[Referring expression data]
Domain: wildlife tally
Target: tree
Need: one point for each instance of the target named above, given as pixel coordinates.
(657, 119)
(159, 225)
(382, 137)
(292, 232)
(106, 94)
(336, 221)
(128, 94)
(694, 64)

> [How to complete this task]: Each entry above, in full, should be output exactly as it reads.

> [The answer]:
Domain: wildlife tally
Target: tree
Need: one point for each instance of the target named above, given as pixel coordinates.
(657, 119)
(159, 225)
(382, 137)
(292, 232)
(106, 94)
(336, 221)
(128, 94)
(694, 64)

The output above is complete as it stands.